Task: Count the lines in the records that contain the string "sleeve", treating case as significant, and give only the number.

Materials provided:
⟨
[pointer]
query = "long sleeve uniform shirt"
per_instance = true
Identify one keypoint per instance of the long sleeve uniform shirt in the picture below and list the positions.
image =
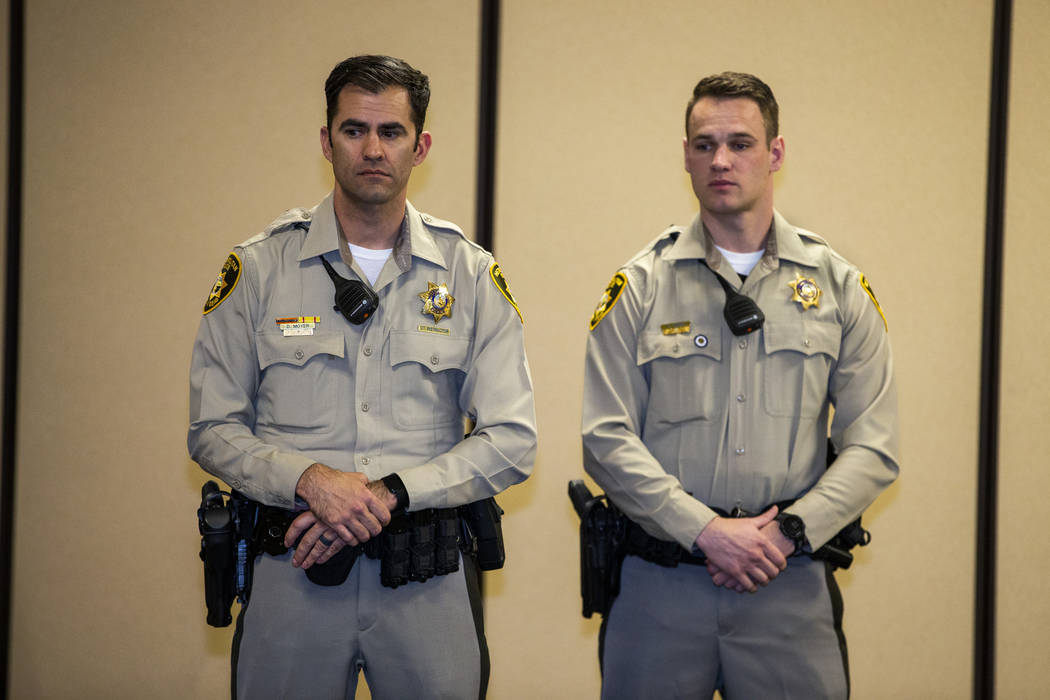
(680, 416)
(280, 380)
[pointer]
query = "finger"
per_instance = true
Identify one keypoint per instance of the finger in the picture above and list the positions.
(344, 534)
(768, 516)
(324, 543)
(298, 526)
(307, 544)
(381, 513)
(364, 526)
(331, 551)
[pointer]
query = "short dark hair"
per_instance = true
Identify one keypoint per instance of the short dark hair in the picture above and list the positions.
(375, 73)
(729, 84)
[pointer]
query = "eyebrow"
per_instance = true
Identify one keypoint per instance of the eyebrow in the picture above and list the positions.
(385, 125)
(735, 134)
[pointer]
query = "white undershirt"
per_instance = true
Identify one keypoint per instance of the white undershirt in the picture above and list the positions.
(371, 260)
(741, 262)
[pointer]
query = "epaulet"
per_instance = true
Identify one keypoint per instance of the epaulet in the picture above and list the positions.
(293, 218)
(667, 237)
(436, 223)
(811, 236)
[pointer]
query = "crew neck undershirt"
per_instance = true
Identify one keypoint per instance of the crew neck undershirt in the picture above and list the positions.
(741, 262)
(371, 260)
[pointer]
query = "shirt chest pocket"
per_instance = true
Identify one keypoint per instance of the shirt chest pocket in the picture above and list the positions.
(299, 380)
(684, 373)
(426, 376)
(797, 365)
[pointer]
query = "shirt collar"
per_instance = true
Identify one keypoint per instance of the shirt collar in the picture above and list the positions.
(414, 238)
(782, 242)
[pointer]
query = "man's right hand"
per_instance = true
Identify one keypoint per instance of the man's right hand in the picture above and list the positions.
(739, 555)
(342, 502)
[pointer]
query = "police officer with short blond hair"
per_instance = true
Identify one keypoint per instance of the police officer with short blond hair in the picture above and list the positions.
(706, 420)
(356, 411)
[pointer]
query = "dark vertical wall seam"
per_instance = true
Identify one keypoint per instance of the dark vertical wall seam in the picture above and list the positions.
(13, 285)
(487, 102)
(984, 605)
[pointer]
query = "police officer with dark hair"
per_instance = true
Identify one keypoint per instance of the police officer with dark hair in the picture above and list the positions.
(352, 414)
(713, 363)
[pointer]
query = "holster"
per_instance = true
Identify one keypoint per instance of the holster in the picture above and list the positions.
(603, 536)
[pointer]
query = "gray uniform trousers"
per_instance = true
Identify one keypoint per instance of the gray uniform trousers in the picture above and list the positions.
(673, 634)
(296, 639)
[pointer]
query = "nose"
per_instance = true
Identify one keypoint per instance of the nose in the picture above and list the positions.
(720, 161)
(373, 147)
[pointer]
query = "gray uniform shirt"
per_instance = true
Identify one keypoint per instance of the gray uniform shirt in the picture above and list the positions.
(680, 416)
(389, 396)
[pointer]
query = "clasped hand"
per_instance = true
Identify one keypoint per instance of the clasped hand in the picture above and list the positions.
(743, 553)
(345, 508)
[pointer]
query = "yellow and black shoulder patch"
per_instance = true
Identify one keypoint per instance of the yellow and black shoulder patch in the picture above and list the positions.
(225, 283)
(501, 284)
(612, 293)
(867, 289)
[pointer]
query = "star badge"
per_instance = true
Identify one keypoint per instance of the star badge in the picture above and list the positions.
(437, 301)
(805, 292)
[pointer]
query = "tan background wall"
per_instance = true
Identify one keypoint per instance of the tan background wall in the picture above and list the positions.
(1023, 633)
(159, 136)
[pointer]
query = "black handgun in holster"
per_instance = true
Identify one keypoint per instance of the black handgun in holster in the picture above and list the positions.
(227, 524)
(836, 551)
(603, 532)
(483, 532)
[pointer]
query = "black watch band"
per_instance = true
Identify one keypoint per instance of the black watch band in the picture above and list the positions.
(793, 528)
(396, 486)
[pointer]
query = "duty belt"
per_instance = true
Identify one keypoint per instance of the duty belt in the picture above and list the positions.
(666, 553)
(413, 547)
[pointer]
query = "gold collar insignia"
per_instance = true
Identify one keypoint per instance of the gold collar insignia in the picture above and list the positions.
(437, 301)
(805, 292)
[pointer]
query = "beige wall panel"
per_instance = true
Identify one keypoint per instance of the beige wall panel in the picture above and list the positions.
(1024, 612)
(160, 135)
(883, 108)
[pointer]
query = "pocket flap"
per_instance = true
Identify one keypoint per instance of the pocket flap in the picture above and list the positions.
(807, 337)
(296, 351)
(429, 349)
(655, 344)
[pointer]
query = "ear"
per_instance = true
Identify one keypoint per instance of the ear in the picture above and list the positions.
(776, 153)
(422, 148)
(326, 144)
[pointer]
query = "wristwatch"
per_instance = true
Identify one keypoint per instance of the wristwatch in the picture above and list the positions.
(793, 528)
(396, 486)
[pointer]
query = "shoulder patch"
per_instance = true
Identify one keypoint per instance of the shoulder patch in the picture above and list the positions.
(612, 293)
(501, 283)
(867, 289)
(225, 283)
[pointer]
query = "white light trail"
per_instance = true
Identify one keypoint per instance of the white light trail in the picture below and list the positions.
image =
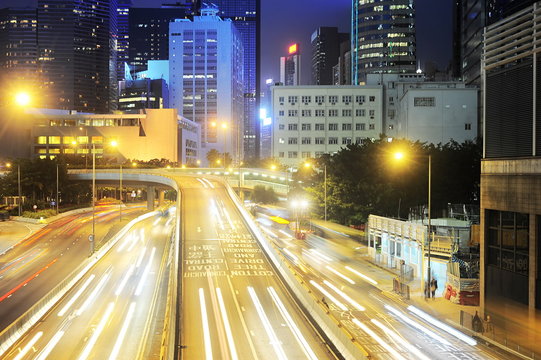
(50, 346)
(205, 321)
(468, 340)
(123, 331)
(341, 275)
(76, 296)
(370, 280)
(382, 342)
(140, 260)
(227, 325)
(399, 339)
(296, 331)
(346, 297)
(267, 325)
(145, 273)
(92, 295)
(420, 327)
(124, 280)
(28, 346)
(318, 254)
(97, 332)
(329, 295)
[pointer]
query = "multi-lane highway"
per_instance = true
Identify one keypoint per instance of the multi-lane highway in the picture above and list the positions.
(386, 326)
(35, 265)
(234, 305)
(116, 310)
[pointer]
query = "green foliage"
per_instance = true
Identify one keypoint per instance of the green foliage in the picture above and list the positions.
(366, 179)
(264, 195)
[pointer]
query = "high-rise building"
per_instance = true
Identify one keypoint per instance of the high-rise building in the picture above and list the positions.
(510, 243)
(325, 53)
(290, 66)
(246, 17)
(123, 39)
(18, 49)
(77, 54)
(149, 33)
(203, 90)
(382, 38)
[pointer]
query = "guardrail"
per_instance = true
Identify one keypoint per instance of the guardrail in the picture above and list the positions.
(332, 328)
(19, 327)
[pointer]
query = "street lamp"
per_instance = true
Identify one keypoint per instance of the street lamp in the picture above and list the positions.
(400, 156)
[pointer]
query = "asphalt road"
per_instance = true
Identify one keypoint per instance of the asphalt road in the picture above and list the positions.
(116, 310)
(234, 306)
(38, 263)
(386, 326)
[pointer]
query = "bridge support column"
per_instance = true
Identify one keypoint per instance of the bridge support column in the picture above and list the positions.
(150, 197)
(161, 197)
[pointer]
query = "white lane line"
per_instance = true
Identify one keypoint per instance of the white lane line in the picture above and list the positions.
(76, 296)
(296, 331)
(50, 346)
(94, 293)
(420, 327)
(205, 323)
(340, 274)
(123, 331)
(329, 295)
(267, 325)
(97, 332)
(382, 342)
(399, 339)
(124, 280)
(370, 280)
(145, 274)
(227, 325)
(346, 297)
(431, 320)
(28, 346)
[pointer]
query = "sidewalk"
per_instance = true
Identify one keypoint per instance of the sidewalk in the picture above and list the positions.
(439, 307)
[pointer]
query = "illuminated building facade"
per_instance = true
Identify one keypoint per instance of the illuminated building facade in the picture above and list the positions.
(290, 66)
(77, 54)
(382, 38)
(18, 49)
(209, 93)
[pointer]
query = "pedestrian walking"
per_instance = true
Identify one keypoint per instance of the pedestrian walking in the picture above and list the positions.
(433, 287)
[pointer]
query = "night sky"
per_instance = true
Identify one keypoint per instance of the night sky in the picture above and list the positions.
(288, 21)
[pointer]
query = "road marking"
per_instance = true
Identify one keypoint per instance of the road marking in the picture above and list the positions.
(97, 332)
(227, 325)
(205, 323)
(296, 331)
(28, 346)
(267, 325)
(76, 296)
(123, 331)
(382, 342)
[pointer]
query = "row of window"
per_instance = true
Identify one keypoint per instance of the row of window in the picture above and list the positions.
(321, 141)
(331, 112)
(331, 127)
(320, 99)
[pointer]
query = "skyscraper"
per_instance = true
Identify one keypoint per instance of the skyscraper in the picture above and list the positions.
(246, 17)
(325, 53)
(123, 40)
(77, 54)
(18, 49)
(382, 38)
(203, 90)
(290, 66)
(149, 33)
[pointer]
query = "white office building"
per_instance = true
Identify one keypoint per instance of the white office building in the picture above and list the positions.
(432, 112)
(309, 121)
(206, 79)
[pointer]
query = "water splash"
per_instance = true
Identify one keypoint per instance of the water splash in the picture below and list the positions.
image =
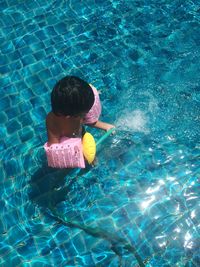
(135, 120)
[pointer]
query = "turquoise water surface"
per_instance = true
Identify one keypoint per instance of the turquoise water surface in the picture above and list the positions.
(139, 206)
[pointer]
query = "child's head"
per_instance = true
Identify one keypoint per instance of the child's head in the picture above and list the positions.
(71, 96)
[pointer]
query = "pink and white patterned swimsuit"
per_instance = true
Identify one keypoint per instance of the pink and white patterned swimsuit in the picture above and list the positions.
(94, 113)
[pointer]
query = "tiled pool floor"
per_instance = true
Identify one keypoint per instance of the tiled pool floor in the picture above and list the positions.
(139, 205)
⟩
Completed task: 2